**Goal**
Print verbatim every line of the records from the line containing "shaped like [402,311]." through the last line of the records, with both ends included.

[Stored entries]
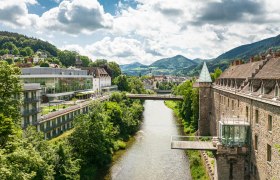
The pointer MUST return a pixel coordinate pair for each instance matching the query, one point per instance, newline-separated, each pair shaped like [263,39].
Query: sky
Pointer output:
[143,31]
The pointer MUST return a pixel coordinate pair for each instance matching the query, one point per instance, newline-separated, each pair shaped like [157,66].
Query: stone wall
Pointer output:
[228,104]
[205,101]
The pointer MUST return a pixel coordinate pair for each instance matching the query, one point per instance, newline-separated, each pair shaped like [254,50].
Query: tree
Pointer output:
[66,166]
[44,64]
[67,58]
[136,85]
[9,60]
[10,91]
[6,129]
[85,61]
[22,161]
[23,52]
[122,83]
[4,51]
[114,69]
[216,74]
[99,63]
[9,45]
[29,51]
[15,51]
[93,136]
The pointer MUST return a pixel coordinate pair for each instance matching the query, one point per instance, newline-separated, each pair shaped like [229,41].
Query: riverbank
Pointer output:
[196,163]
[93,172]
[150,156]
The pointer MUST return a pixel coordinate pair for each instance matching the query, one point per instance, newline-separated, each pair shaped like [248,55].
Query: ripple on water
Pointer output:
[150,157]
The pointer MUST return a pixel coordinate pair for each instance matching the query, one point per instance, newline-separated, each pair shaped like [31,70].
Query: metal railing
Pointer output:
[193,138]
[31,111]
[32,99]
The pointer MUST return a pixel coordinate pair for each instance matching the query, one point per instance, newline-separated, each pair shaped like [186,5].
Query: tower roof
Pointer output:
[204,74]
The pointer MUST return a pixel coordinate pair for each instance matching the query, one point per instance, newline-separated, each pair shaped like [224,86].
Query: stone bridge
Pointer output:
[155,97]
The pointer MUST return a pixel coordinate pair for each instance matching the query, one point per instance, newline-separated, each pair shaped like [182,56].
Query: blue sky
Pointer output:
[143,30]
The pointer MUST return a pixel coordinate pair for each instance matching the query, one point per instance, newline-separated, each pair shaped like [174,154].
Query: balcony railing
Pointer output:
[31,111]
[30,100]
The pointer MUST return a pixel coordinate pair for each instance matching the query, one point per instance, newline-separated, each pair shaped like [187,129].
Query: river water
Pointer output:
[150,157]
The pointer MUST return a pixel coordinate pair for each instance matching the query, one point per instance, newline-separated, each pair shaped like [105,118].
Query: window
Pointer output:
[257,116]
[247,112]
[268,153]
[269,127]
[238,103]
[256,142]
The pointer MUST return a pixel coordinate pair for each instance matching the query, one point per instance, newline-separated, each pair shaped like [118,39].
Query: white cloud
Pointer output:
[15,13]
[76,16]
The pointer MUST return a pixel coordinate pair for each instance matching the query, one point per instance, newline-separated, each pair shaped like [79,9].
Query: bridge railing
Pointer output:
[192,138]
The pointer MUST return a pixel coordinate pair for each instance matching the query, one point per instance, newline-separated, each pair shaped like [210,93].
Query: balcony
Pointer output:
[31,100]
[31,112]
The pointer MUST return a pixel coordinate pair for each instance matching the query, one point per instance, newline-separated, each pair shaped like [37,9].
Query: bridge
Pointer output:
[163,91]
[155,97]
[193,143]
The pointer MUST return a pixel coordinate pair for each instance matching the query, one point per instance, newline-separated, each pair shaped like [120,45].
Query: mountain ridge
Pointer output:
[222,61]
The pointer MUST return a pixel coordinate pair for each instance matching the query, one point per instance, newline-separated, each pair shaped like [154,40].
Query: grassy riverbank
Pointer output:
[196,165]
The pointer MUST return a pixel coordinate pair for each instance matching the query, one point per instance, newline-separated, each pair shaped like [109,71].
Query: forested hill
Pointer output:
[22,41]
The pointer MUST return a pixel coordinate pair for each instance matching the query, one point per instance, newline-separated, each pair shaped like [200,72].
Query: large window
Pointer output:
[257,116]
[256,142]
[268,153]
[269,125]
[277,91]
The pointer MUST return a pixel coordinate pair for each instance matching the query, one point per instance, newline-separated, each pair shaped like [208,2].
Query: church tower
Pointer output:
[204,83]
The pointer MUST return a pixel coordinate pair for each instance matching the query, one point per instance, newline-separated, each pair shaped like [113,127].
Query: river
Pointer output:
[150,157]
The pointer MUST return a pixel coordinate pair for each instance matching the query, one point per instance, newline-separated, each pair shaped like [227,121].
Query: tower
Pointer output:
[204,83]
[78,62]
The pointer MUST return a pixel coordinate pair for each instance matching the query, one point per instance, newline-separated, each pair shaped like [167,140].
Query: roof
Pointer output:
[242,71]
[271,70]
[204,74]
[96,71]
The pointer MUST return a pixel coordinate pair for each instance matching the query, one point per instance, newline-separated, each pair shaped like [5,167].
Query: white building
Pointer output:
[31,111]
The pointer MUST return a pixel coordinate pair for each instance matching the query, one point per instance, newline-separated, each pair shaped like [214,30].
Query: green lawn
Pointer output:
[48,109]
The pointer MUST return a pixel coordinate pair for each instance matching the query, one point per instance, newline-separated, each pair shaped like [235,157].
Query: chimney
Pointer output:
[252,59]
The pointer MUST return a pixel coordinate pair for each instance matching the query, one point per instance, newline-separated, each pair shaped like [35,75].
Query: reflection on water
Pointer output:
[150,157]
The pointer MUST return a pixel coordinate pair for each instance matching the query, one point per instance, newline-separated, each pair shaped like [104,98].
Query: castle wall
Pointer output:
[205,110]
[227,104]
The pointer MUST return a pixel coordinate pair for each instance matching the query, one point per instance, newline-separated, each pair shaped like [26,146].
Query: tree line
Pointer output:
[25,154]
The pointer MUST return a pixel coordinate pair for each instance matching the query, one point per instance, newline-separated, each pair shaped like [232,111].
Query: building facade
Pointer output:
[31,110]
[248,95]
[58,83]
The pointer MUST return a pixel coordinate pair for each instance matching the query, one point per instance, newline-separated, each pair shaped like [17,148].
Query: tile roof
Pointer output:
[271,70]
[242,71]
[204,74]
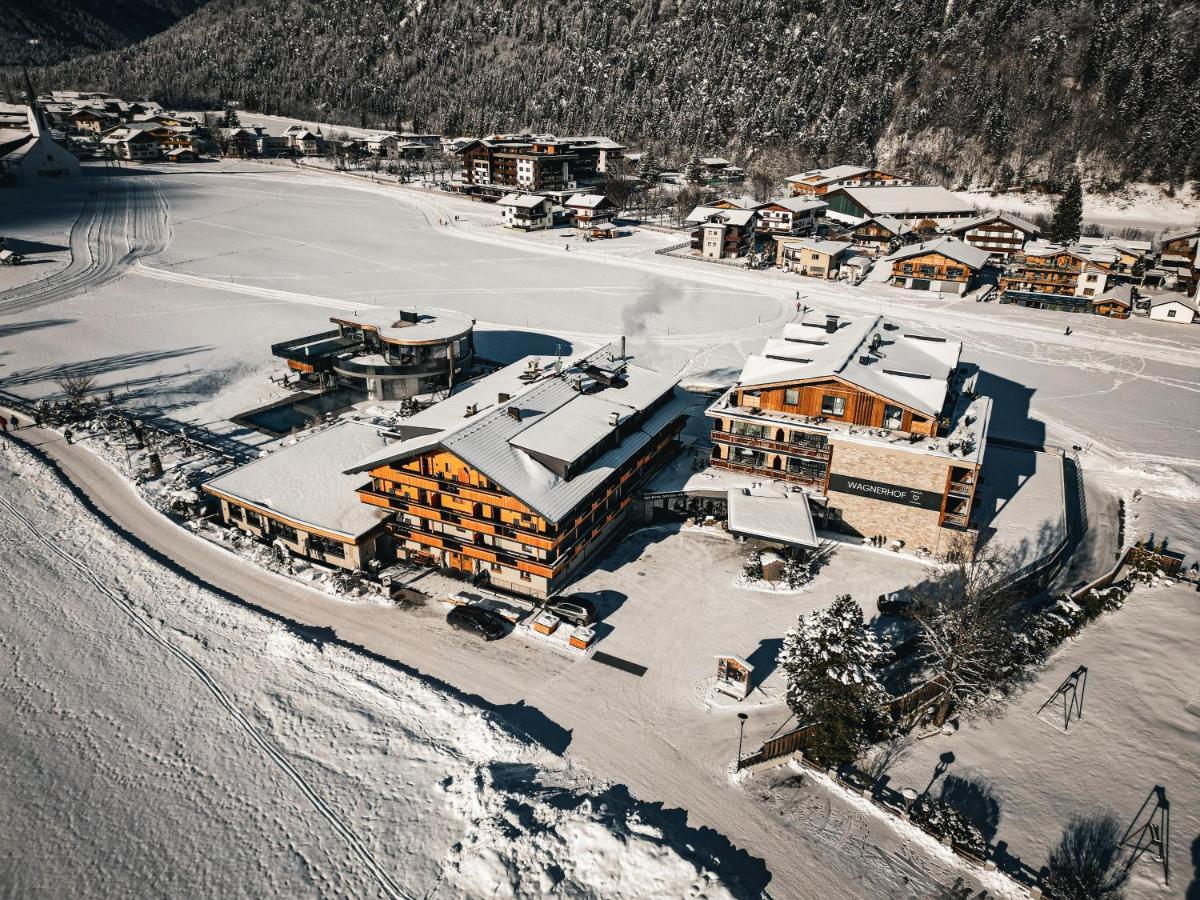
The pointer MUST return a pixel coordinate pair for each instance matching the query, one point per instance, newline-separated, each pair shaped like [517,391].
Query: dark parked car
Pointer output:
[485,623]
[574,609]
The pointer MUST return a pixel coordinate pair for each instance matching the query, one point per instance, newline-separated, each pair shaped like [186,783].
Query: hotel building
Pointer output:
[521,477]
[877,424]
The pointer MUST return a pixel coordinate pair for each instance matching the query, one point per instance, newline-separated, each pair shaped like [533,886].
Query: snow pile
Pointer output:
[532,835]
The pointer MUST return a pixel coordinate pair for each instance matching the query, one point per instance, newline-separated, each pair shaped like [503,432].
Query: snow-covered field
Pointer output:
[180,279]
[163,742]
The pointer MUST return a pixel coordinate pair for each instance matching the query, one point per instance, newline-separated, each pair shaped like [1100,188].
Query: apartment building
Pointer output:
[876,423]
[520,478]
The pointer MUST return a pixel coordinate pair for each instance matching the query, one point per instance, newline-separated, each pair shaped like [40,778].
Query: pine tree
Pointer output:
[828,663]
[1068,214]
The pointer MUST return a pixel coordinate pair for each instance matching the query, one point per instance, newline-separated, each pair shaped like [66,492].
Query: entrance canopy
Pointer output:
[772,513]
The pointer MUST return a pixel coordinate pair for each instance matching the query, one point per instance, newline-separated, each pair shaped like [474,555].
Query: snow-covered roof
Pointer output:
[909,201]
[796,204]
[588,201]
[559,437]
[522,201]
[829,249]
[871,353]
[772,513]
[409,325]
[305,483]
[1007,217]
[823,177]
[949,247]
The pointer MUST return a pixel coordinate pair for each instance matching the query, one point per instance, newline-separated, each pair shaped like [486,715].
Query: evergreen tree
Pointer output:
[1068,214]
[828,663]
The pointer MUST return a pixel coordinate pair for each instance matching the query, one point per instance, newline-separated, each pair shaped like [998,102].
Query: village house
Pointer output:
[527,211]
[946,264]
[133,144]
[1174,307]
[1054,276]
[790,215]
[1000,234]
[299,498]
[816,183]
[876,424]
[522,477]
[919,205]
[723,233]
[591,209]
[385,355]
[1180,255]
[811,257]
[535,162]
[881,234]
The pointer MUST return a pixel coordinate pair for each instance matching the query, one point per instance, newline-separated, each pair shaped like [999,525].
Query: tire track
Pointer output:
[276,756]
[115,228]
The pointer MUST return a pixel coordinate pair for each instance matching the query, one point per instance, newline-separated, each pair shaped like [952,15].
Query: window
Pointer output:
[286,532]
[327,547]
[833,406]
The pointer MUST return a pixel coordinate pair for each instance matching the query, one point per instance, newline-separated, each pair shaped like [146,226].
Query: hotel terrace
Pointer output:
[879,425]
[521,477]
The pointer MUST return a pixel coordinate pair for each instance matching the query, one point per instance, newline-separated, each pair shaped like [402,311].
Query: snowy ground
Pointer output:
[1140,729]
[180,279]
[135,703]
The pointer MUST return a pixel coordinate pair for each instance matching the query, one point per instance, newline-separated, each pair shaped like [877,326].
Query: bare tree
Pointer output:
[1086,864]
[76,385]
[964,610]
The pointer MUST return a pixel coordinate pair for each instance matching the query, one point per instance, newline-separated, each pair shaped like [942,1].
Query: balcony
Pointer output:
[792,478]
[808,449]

**Solved exercise**
The pointer MUST return a pixel coordinate pair for each instance matching the query, one point per instance, newline-separated, each pair shaped like [402,311].
Query: snowy ground
Pointer output:
[1140,729]
[180,279]
[135,703]
The pointer MUST return a pixel coordinate pair for each instance matching the query, one point per instance, newline-separated, each pair shaped like [877,326].
Query: bare tree
Pointer output:
[1086,864]
[76,385]
[964,610]
The pointer MUST return a pixel coordinate pair for each instance matching the query, one point per instance, newline-separated, each pair shaped like [942,1].
Query: balcony
Pointer output:
[792,478]
[808,449]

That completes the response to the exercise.